Segment Start: Records to use
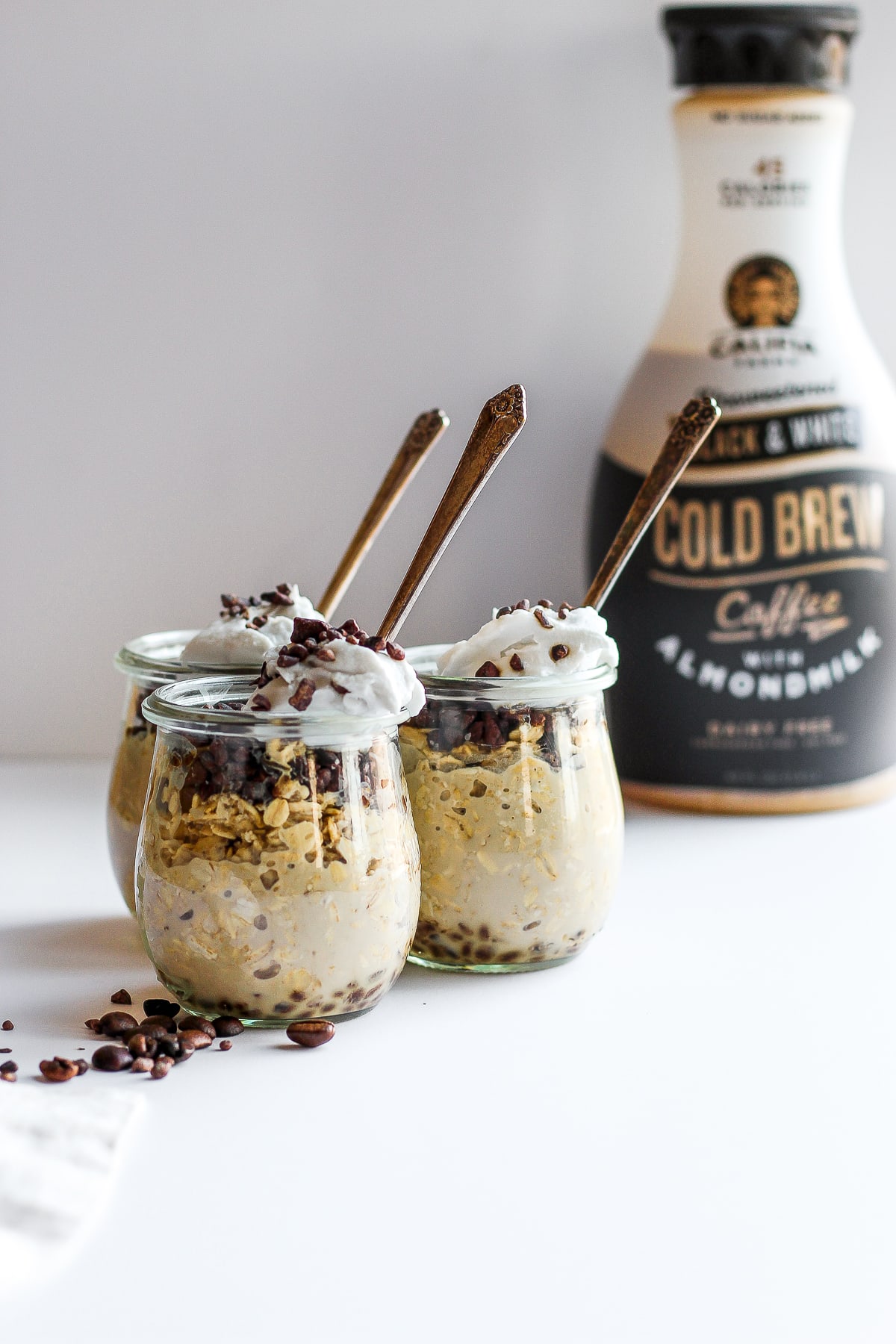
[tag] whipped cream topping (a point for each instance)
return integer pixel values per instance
(246, 631)
(337, 670)
(534, 641)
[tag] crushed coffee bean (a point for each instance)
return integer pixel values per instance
(227, 1026)
(311, 1034)
(112, 1060)
(117, 1023)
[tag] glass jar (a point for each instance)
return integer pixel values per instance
(149, 662)
(279, 874)
(519, 816)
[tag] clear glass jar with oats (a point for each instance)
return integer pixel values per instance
(279, 868)
(148, 663)
(519, 818)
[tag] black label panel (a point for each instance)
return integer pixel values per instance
(756, 629)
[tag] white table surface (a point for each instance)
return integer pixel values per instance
(687, 1135)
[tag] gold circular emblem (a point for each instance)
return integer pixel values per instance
(762, 292)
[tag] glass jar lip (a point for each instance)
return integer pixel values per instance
(155, 659)
(187, 706)
(519, 690)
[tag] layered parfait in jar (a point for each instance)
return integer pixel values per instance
(279, 867)
(514, 792)
(245, 632)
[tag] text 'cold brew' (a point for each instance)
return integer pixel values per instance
(756, 623)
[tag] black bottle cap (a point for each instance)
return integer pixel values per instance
(805, 45)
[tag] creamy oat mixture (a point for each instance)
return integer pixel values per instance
(281, 880)
(517, 808)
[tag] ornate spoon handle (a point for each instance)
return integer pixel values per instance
(499, 423)
(687, 435)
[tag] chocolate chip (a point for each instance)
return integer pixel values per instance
(228, 1026)
(198, 1024)
(302, 695)
(112, 1060)
(311, 1034)
(116, 1023)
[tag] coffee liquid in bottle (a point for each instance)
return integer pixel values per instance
(756, 623)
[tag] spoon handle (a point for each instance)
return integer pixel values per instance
(499, 423)
(687, 435)
(421, 437)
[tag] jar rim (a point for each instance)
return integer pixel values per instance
(155, 659)
(169, 707)
(519, 690)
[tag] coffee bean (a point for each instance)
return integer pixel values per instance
(58, 1070)
(116, 1023)
(311, 1034)
(112, 1060)
(198, 1024)
(198, 1039)
(141, 1046)
(227, 1026)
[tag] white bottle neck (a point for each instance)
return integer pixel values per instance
(762, 174)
Segment End: Records to use
Prompt
The lines to return run from the one containing "[tag] spoon handle" through the last line of the records above. Give them exactly and include nothing more.

Problem solution
[tag] spoon handle (a point for each instance)
return integer pixel values per instance
(499, 423)
(687, 435)
(421, 437)
[tag] jar rim (a point for each instance)
return integer pixel values per instance
(155, 659)
(169, 707)
(519, 690)
[tag] coffee bean (a point for each instance)
return integer pixel values per instance
(58, 1070)
(116, 1023)
(311, 1034)
(112, 1060)
(198, 1024)
(198, 1039)
(141, 1046)
(227, 1026)
[tag] white bottle neck (a point for each instance)
return integer pixel values per instance
(762, 174)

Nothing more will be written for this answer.